**Directions**
Lines below starting with the line with "Target: fern" and going on through the line with "trunk in the photo above." must be output exactly; the rest of the records must be left out.

(Point-per-instance localization data)
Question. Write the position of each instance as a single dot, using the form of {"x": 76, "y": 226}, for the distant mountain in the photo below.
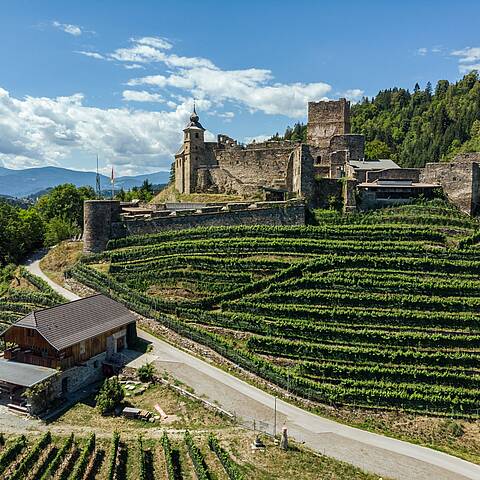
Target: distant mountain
{"x": 31, "y": 181}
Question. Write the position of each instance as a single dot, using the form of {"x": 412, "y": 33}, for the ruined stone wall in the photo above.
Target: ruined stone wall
{"x": 355, "y": 144}
{"x": 303, "y": 173}
{"x": 326, "y": 119}
{"x": 390, "y": 174}
{"x": 281, "y": 214}
{"x": 328, "y": 193}
{"x": 98, "y": 216}
{"x": 460, "y": 181}
{"x": 264, "y": 166}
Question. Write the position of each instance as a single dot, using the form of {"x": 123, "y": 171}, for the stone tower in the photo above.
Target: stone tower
{"x": 190, "y": 156}
{"x": 327, "y": 119}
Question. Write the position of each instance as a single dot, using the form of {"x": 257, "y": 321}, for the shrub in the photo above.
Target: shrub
{"x": 110, "y": 395}
{"x": 146, "y": 372}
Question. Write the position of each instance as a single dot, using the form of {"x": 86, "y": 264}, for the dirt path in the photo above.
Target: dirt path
{"x": 369, "y": 451}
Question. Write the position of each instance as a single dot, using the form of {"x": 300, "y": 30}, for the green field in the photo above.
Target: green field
{"x": 377, "y": 310}
{"x": 172, "y": 456}
{"x": 22, "y": 294}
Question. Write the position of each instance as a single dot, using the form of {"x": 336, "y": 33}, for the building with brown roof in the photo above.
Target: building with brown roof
{"x": 70, "y": 345}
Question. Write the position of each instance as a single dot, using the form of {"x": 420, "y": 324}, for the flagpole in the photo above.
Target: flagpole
{"x": 113, "y": 183}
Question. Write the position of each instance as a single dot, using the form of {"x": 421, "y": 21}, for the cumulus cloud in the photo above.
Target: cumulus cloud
{"x": 141, "y": 96}
{"x": 74, "y": 30}
{"x": 256, "y": 139}
{"x": 249, "y": 87}
{"x": 468, "y": 59}
{"x": 44, "y": 130}
{"x": 156, "y": 42}
{"x": 41, "y": 130}
{"x": 96, "y": 55}
{"x": 354, "y": 94}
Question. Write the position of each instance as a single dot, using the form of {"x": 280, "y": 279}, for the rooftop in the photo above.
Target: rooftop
{"x": 23, "y": 374}
{"x": 396, "y": 184}
{"x": 373, "y": 164}
{"x": 71, "y": 323}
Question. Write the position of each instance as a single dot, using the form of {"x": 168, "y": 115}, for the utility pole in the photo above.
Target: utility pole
{"x": 113, "y": 183}
{"x": 275, "y": 419}
{"x": 98, "y": 188}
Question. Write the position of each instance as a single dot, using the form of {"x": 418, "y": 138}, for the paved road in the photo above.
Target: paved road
{"x": 375, "y": 453}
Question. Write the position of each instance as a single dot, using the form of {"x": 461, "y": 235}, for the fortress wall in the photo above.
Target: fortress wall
{"x": 98, "y": 216}
{"x": 460, "y": 181}
{"x": 258, "y": 166}
{"x": 391, "y": 174}
{"x": 278, "y": 215}
{"x": 326, "y": 119}
{"x": 355, "y": 144}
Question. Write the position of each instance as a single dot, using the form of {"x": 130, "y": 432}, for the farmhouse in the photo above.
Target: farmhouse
{"x": 67, "y": 347}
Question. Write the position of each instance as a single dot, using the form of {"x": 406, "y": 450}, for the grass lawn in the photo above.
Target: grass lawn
{"x": 184, "y": 413}
{"x": 59, "y": 259}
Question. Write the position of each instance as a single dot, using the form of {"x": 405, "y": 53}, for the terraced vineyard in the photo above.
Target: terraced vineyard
{"x": 377, "y": 310}
{"x": 29, "y": 293}
{"x": 174, "y": 456}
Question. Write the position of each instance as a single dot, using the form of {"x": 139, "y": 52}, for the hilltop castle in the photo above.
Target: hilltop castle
{"x": 283, "y": 168}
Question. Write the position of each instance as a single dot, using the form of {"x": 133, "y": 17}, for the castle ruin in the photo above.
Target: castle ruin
{"x": 292, "y": 174}
{"x": 281, "y": 167}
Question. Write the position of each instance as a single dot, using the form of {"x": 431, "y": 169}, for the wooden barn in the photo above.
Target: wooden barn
{"x": 73, "y": 340}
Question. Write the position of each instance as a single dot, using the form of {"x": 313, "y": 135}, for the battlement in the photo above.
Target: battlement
{"x": 107, "y": 219}
{"x": 327, "y": 119}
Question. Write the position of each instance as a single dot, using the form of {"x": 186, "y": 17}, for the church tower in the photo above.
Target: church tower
{"x": 190, "y": 156}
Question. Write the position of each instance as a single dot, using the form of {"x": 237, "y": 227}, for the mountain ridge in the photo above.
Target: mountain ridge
{"x": 29, "y": 181}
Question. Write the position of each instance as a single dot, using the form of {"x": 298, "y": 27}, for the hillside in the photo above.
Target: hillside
{"x": 22, "y": 293}
{"x": 376, "y": 310}
{"x": 413, "y": 128}
{"x": 32, "y": 181}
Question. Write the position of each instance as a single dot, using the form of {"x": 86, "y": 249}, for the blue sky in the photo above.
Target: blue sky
{"x": 117, "y": 78}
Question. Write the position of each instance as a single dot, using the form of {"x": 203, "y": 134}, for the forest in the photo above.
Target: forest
{"x": 413, "y": 128}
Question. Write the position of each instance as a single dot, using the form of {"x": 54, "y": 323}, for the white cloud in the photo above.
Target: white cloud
{"x": 156, "y": 42}
{"x": 74, "y": 30}
{"x": 39, "y": 130}
{"x": 468, "y": 68}
{"x": 468, "y": 59}
{"x": 354, "y": 94}
{"x": 249, "y": 87}
{"x": 467, "y": 55}
{"x": 141, "y": 96}
{"x": 257, "y": 139}
{"x": 96, "y": 55}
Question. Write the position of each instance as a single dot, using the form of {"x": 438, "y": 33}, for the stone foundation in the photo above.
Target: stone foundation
{"x": 460, "y": 181}
{"x": 109, "y": 225}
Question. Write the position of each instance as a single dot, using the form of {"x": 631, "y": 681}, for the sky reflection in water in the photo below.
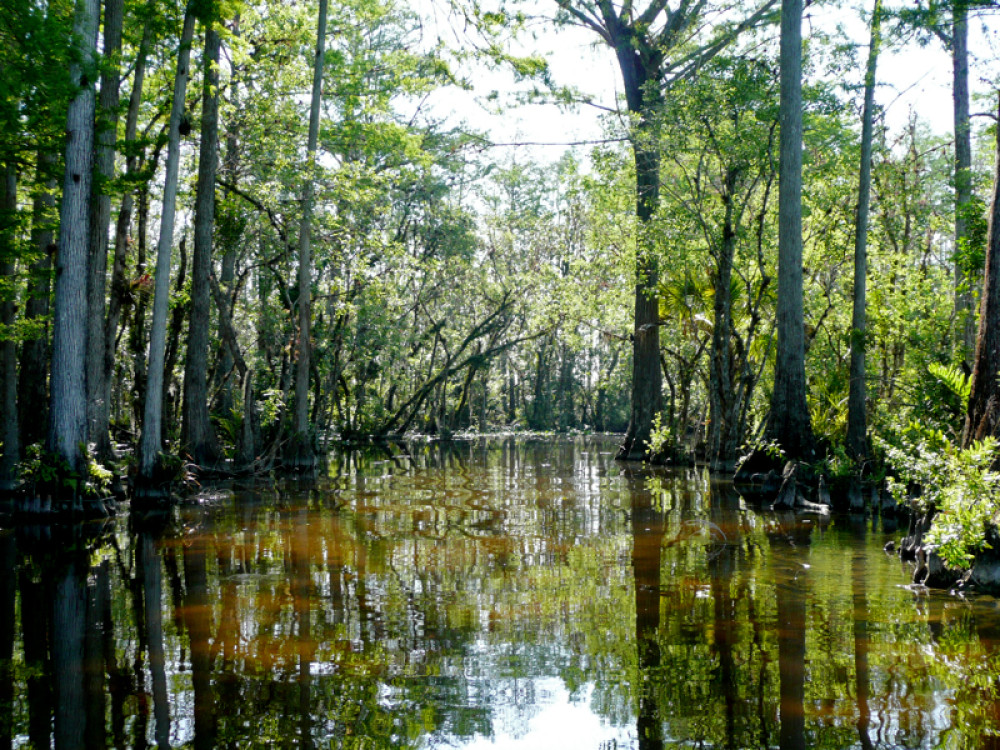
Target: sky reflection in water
{"x": 485, "y": 595}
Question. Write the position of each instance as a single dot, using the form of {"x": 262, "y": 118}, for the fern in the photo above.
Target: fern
{"x": 952, "y": 378}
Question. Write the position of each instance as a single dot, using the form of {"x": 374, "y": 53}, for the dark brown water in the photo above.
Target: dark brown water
{"x": 490, "y": 595}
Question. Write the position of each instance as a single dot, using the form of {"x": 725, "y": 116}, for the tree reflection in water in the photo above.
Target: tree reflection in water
{"x": 512, "y": 595}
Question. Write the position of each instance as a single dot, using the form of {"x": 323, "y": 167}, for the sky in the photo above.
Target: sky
{"x": 912, "y": 79}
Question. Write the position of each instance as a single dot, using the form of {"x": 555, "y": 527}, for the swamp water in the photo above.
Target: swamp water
{"x": 486, "y": 595}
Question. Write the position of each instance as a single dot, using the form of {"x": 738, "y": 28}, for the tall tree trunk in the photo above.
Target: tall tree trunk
{"x": 302, "y": 442}
{"x": 857, "y": 429}
{"x": 9, "y": 437}
{"x": 150, "y": 443}
{"x": 168, "y": 394}
{"x": 964, "y": 274}
{"x": 119, "y": 297}
{"x": 789, "y": 423}
{"x": 230, "y": 235}
{"x": 197, "y": 433}
{"x": 721, "y": 448}
{"x": 647, "y": 380}
{"x": 68, "y": 413}
{"x": 105, "y": 137}
{"x": 137, "y": 322}
{"x": 34, "y": 376}
{"x": 983, "y": 417}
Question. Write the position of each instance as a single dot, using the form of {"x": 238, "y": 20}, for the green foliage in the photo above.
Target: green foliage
{"x": 957, "y": 383}
{"x": 50, "y": 473}
{"x": 661, "y": 438}
{"x": 958, "y": 486}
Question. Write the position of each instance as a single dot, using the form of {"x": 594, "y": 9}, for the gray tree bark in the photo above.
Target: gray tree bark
{"x": 68, "y": 413}
{"x": 33, "y": 379}
{"x": 789, "y": 422}
{"x": 105, "y": 137}
{"x": 963, "y": 178}
{"x": 119, "y": 284}
{"x": 9, "y": 436}
{"x": 983, "y": 418}
{"x": 857, "y": 421}
{"x": 197, "y": 433}
{"x": 302, "y": 450}
{"x": 150, "y": 443}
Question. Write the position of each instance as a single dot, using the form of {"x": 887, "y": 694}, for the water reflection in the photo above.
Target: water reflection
{"x": 485, "y": 595}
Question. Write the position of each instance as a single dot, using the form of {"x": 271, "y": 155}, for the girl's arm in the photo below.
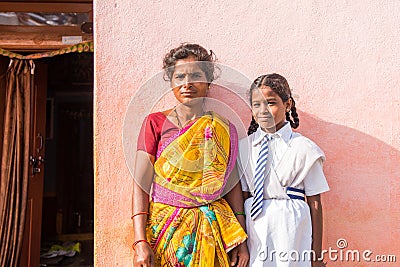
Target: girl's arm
{"x": 314, "y": 202}
{"x": 143, "y": 177}
{"x": 240, "y": 254}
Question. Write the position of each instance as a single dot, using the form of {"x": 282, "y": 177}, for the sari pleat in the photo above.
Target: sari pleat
{"x": 189, "y": 223}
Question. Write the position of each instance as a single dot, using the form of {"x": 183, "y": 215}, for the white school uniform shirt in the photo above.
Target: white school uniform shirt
{"x": 284, "y": 225}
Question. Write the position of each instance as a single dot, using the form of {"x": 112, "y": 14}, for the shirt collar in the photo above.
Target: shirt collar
{"x": 285, "y": 133}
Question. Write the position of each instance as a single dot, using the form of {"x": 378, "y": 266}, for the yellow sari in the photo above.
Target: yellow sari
{"x": 189, "y": 223}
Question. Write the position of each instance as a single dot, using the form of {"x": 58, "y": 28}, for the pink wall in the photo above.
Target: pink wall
{"x": 341, "y": 59}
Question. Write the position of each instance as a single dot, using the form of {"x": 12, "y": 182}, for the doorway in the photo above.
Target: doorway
{"x": 68, "y": 195}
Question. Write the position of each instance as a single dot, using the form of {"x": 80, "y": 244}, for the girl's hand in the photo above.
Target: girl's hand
{"x": 240, "y": 255}
{"x": 143, "y": 256}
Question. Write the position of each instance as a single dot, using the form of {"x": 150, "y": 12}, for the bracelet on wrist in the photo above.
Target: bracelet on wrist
{"x": 139, "y": 241}
{"x": 140, "y": 213}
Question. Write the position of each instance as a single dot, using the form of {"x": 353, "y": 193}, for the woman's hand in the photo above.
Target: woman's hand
{"x": 240, "y": 255}
{"x": 143, "y": 256}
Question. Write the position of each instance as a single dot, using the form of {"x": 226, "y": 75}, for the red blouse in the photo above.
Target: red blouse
{"x": 156, "y": 130}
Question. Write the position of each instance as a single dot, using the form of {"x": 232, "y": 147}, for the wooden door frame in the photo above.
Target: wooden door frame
{"x": 40, "y": 38}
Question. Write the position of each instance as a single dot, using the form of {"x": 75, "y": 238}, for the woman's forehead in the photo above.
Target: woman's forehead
{"x": 185, "y": 66}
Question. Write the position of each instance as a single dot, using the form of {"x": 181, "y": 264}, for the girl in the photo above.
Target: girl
{"x": 282, "y": 170}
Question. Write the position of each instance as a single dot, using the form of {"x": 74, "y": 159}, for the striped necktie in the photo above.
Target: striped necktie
{"x": 256, "y": 207}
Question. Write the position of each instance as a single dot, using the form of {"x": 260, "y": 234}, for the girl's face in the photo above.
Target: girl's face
{"x": 188, "y": 80}
{"x": 269, "y": 111}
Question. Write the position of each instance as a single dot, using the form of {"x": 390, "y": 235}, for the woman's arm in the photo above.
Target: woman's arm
{"x": 240, "y": 254}
{"x": 314, "y": 202}
{"x": 143, "y": 176}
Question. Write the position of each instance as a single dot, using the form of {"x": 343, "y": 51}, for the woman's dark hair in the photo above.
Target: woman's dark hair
{"x": 280, "y": 86}
{"x": 186, "y": 50}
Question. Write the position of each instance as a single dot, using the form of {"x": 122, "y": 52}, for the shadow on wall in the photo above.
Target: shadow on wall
{"x": 363, "y": 173}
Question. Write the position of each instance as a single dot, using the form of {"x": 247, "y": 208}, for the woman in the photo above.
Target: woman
{"x": 187, "y": 156}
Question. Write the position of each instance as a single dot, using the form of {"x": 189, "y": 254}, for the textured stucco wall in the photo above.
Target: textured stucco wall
{"x": 340, "y": 57}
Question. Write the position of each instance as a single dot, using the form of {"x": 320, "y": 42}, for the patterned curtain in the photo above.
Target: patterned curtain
{"x": 15, "y": 159}
{"x": 15, "y": 147}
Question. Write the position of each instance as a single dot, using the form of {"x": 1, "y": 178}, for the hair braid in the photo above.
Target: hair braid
{"x": 253, "y": 127}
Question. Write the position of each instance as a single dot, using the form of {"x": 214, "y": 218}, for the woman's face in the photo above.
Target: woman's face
{"x": 269, "y": 111}
{"x": 188, "y": 81}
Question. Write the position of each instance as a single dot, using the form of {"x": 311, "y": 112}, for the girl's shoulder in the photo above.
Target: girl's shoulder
{"x": 305, "y": 145}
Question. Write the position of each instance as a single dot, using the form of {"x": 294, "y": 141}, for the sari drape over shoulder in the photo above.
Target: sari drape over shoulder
{"x": 190, "y": 224}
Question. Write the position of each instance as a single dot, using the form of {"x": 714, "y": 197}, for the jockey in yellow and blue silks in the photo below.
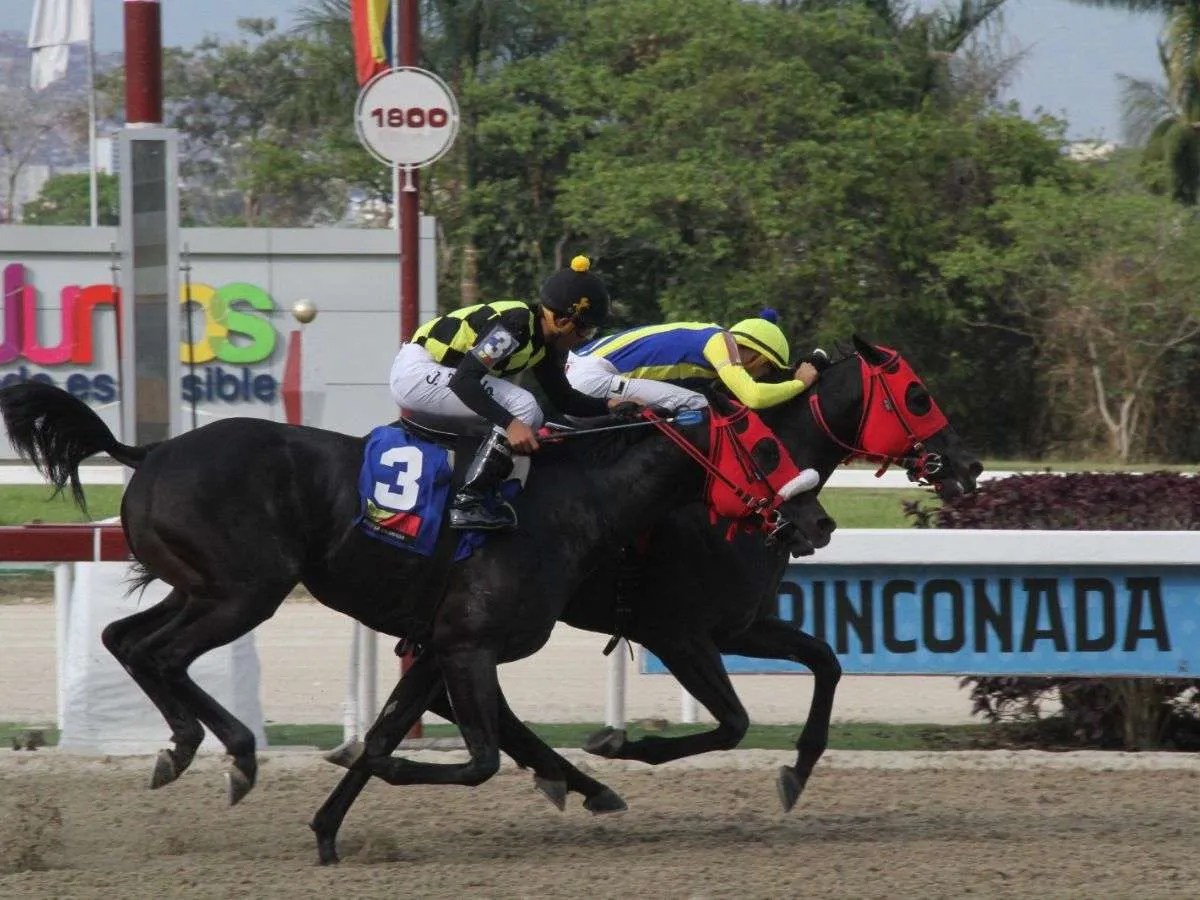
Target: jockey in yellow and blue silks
{"x": 667, "y": 365}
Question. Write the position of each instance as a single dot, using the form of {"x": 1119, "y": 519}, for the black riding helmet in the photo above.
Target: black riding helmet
{"x": 577, "y": 293}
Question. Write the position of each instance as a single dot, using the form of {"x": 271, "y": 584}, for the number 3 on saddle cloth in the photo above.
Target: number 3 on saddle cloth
{"x": 403, "y": 489}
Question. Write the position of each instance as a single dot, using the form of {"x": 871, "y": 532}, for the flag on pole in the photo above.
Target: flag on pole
{"x": 371, "y": 29}
{"x": 55, "y": 25}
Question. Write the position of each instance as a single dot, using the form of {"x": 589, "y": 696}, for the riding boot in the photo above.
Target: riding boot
{"x": 478, "y": 503}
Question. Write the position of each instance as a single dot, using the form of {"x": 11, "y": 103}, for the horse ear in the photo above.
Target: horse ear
{"x": 869, "y": 352}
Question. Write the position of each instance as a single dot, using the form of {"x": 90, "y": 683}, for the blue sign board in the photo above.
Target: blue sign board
{"x": 989, "y": 619}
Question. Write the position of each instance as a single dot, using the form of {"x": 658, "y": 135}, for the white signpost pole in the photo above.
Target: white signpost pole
{"x": 407, "y": 119}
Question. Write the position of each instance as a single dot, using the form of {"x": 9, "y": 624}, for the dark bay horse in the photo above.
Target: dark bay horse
{"x": 233, "y": 515}
{"x": 697, "y": 594}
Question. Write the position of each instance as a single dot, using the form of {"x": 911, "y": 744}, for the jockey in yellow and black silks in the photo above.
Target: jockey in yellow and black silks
{"x": 666, "y": 365}
{"x": 456, "y": 365}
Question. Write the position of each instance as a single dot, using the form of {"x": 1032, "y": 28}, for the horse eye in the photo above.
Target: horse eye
{"x": 917, "y": 399}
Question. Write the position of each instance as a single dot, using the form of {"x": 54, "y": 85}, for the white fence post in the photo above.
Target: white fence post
{"x": 351, "y": 705}
{"x": 369, "y": 671}
{"x": 64, "y": 581}
{"x": 615, "y": 707}
{"x": 687, "y": 707}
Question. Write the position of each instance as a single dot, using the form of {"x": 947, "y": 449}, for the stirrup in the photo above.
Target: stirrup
{"x": 479, "y": 516}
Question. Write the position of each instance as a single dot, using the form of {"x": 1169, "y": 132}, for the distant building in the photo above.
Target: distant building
{"x": 1091, "y": 150}
{"x": 27, "y": 186}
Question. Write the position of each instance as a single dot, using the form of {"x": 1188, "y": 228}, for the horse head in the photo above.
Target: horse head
{"x": 871, "y": 405}
{"x": 789, "y": 510}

**The completed task**
Target: fern
{"x": 952, "y": 378}
Question. Write the position of each instance as a single dot, using the form of {"x": 374, "y": 53}, for the dark brown water in the photo above.
Target: dark brown water
{"x": 490, "y": 595}
Question. Write the position of each instance as a single dot, using the form of {"x": 725, "y": 116}, for the tree reflection in water in the photo above.
Target: tree reflection in water
{"x": 512, "y": 595}
Question. Write the position of each instance as a single dot, using the form of {"x": 323, "y": 167}, for the sky in the photo above.
Target: sky
{"x": 912, "y": 79}
Question. Write the position of each instance as a single dot, using the form of {"x": 555, "y": 527}, for the swamp water in the photo above.
Target: swamp water
{"x": 486, "y": 595}
Question. Write the position of each instance as a single dot, using the form of {"x": 738, "y": 28}, for the tall tree trunk in the photo above.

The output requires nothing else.